§ EXERCISE DETAILS: Print the entries below verbatim, from the line with "the gray athletic" up to and including the line with "Target: gray athletic shoe".

§ SUPPLIED MATERIAL:
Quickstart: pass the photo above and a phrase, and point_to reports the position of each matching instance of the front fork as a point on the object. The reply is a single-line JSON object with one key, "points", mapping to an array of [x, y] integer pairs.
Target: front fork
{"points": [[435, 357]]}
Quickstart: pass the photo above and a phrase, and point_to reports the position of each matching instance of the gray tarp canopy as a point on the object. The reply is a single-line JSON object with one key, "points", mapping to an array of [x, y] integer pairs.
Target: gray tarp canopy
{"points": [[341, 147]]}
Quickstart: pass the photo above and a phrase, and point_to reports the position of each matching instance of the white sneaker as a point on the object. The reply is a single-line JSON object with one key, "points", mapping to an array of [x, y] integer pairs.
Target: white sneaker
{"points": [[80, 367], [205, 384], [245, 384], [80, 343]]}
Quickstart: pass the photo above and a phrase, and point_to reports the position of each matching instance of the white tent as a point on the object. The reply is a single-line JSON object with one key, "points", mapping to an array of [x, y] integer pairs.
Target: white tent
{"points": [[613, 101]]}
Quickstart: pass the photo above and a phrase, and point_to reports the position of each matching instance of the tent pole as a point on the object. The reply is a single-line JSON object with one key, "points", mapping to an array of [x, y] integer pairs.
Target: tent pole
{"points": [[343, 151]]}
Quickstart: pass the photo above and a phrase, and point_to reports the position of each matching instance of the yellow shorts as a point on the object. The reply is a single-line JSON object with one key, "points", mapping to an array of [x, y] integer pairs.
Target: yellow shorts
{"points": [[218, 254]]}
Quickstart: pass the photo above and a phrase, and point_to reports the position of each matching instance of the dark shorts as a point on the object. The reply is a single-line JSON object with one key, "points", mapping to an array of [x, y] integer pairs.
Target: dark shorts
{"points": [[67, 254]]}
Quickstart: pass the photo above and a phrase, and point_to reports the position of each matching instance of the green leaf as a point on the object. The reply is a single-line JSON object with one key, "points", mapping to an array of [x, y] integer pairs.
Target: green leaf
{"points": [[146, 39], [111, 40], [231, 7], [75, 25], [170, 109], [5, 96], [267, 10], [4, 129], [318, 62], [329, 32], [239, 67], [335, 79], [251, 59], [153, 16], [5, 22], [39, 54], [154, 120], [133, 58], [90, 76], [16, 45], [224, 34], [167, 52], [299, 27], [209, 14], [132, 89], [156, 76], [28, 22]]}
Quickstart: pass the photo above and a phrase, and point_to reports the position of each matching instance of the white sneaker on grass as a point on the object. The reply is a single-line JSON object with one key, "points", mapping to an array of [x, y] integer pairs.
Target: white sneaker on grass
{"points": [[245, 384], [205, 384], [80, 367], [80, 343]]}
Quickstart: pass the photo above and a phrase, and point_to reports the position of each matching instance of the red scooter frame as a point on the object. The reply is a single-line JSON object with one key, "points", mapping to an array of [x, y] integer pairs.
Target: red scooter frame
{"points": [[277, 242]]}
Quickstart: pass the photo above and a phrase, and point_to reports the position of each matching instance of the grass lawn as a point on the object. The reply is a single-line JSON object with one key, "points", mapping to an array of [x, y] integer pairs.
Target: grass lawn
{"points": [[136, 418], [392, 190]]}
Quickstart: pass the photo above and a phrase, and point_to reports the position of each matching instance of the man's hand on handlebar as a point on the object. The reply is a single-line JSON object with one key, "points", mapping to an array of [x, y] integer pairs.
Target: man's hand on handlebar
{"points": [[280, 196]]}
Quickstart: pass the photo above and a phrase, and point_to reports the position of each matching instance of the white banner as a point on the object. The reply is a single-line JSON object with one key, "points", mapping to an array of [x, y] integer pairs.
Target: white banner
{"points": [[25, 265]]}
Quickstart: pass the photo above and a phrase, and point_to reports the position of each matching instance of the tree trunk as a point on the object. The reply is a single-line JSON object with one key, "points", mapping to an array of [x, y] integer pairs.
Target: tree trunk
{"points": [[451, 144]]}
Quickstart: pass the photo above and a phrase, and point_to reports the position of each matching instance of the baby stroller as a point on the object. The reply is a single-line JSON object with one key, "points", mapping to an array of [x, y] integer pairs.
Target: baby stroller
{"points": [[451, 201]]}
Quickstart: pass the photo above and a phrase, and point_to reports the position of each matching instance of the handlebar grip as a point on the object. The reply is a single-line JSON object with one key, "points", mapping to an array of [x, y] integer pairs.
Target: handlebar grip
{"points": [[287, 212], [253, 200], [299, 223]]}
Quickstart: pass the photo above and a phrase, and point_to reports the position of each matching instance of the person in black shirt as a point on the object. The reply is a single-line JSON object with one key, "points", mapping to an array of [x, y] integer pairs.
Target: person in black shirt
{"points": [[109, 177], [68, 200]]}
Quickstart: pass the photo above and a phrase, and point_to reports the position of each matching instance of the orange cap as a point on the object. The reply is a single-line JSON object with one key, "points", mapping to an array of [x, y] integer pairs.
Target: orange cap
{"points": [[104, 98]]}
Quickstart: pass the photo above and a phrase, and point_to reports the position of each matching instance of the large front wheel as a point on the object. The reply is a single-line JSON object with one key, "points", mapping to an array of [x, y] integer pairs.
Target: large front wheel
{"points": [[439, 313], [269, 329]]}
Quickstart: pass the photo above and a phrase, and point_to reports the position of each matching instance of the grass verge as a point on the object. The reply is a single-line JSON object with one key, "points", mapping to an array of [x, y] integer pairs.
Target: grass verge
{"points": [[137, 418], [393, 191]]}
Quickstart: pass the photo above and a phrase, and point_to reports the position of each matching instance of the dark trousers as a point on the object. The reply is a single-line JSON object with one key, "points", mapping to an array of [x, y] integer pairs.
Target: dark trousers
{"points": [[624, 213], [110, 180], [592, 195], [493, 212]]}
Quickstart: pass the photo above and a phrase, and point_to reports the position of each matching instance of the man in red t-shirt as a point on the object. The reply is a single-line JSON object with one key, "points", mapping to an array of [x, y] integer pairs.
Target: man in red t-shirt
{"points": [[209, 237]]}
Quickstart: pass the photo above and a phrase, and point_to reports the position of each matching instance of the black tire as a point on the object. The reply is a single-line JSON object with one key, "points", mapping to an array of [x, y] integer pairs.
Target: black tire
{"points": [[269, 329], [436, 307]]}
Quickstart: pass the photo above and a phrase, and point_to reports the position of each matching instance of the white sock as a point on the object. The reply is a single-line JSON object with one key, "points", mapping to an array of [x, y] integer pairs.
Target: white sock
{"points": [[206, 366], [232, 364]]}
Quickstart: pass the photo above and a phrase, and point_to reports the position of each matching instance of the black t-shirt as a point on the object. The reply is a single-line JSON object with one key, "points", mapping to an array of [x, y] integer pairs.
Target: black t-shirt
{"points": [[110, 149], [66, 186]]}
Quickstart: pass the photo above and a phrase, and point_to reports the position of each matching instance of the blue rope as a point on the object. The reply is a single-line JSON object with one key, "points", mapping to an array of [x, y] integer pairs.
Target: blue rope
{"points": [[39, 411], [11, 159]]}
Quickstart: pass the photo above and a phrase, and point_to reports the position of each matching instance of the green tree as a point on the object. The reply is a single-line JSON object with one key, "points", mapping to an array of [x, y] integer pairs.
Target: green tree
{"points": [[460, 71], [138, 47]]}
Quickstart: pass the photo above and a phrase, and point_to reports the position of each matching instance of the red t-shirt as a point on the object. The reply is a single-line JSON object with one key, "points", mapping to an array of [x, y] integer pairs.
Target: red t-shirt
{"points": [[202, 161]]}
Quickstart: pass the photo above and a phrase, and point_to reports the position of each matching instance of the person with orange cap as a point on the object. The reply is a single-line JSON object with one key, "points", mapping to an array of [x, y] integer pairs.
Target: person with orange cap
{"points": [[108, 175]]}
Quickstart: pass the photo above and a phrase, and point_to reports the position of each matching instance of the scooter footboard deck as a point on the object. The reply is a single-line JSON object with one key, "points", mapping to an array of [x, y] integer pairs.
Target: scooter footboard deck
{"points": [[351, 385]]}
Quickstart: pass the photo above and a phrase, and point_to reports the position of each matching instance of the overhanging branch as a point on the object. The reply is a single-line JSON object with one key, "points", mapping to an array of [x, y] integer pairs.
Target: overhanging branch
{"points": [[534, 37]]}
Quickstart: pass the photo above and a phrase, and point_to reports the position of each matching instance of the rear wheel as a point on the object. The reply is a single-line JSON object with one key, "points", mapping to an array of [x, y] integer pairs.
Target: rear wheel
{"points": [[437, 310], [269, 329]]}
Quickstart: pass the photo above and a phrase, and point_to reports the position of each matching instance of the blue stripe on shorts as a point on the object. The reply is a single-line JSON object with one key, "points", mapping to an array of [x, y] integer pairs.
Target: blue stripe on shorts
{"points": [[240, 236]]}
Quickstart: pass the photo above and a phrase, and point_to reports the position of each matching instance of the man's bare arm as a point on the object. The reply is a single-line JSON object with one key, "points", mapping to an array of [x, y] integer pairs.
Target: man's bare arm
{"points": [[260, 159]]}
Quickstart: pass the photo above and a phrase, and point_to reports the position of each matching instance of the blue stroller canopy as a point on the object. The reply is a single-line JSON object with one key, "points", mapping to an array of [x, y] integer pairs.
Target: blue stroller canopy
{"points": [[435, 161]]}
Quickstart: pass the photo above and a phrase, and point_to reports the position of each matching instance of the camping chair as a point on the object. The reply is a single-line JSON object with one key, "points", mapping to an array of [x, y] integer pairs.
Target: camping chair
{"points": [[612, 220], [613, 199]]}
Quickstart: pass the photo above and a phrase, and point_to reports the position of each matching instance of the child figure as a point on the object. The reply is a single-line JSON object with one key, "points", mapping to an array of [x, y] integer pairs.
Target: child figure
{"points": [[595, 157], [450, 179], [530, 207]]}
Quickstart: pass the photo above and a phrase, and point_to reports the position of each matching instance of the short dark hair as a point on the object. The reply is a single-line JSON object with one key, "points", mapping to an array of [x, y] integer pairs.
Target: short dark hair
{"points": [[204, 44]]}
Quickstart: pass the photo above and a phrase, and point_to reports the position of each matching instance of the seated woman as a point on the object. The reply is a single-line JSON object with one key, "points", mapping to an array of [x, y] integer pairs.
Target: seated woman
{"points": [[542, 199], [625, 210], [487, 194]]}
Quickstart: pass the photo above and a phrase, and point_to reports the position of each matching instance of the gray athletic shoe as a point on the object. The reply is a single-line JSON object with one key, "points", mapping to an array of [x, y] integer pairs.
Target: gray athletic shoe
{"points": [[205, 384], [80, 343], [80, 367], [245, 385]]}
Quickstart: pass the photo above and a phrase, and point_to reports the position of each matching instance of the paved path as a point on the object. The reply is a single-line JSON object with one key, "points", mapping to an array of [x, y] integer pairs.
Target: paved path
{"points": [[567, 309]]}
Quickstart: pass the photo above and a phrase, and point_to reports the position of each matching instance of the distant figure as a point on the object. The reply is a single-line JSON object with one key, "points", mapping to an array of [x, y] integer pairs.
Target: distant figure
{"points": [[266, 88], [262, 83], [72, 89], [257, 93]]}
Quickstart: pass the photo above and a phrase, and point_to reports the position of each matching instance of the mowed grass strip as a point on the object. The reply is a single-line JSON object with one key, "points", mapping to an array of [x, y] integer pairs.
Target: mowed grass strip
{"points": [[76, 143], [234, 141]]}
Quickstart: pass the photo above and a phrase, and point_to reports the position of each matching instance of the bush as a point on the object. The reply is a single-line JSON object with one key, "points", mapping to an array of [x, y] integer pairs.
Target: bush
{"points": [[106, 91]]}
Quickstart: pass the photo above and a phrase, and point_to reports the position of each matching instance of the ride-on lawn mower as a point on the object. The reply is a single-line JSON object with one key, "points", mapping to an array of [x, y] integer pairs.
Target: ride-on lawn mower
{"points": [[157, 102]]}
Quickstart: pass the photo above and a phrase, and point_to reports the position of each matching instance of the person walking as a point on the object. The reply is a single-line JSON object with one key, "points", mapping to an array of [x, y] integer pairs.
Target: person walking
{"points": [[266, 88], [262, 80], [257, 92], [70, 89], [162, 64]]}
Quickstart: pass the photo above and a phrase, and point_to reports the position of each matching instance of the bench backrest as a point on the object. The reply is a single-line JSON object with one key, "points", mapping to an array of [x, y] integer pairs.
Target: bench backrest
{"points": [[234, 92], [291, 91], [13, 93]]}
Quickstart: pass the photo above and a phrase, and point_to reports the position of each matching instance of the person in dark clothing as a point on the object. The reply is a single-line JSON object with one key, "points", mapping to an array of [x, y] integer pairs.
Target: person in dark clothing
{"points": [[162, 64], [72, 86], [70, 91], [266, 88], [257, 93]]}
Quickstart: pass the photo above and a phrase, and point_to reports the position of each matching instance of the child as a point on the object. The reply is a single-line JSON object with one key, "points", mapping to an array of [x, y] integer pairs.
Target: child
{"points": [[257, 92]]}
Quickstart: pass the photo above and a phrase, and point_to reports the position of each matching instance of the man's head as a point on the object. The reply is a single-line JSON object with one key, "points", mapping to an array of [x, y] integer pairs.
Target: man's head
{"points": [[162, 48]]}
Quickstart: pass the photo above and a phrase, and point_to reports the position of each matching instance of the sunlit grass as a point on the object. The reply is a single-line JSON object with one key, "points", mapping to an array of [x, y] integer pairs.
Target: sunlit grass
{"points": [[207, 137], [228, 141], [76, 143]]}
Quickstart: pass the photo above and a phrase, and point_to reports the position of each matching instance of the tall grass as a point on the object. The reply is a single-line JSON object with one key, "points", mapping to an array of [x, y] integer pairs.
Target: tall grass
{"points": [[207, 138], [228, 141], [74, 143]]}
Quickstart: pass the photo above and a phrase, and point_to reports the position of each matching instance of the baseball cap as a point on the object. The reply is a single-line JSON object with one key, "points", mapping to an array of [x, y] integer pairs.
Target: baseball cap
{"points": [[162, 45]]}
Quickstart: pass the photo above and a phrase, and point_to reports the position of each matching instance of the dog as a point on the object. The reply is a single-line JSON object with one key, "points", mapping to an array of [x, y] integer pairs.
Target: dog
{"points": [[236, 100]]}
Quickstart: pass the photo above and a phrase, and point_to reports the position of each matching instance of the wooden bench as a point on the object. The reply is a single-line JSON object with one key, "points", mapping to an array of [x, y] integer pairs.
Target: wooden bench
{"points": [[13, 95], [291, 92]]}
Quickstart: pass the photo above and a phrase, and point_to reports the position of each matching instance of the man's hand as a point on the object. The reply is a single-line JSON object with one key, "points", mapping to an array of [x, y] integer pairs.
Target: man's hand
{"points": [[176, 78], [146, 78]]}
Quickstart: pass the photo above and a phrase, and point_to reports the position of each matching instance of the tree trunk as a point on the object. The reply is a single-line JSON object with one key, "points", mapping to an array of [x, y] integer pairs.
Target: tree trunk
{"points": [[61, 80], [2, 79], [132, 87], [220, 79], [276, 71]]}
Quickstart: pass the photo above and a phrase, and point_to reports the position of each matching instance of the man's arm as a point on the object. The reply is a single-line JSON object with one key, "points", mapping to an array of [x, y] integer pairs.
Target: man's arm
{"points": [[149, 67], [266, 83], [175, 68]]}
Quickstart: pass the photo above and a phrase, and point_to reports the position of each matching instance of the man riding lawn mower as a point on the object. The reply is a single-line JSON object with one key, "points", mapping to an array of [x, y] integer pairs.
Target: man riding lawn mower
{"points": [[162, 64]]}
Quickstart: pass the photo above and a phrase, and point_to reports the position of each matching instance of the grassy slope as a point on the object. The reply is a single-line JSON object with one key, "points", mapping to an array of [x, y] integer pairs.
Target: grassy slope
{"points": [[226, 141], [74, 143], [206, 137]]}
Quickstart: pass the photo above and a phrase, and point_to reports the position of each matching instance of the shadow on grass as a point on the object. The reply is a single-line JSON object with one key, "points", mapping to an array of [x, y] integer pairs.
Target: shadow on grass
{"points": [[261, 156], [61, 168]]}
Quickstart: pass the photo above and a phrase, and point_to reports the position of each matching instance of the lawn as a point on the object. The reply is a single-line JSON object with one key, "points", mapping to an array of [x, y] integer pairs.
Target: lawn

§ EXPECTED ANSWER:
Quickstart: pass the photo above and a phrase, and point_to reports the position of each matching instance of the gray athletic shoe as a point on the object. The reply is a single-line JSON object with one key, "points", mapping to an array of [x, y] integer pairs.
Target: gray athletic shoe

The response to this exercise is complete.